● **Description of the task**:
Retype every one of the items below without changing a single character.

Box annotation data, row by row:
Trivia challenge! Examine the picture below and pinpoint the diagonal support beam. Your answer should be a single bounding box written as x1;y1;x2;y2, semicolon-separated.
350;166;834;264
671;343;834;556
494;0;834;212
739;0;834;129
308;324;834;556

● **Expected output**:
Trivia challenge! Examine the picture below and pinpoint the diagonal support beam. Your answer should be a single bounding box written as x1;y1;x2;y2, semicolon-separated.
350;166;834;264
671;343;834;556
494;0;834;212
739;0;834;129
308;324;834;556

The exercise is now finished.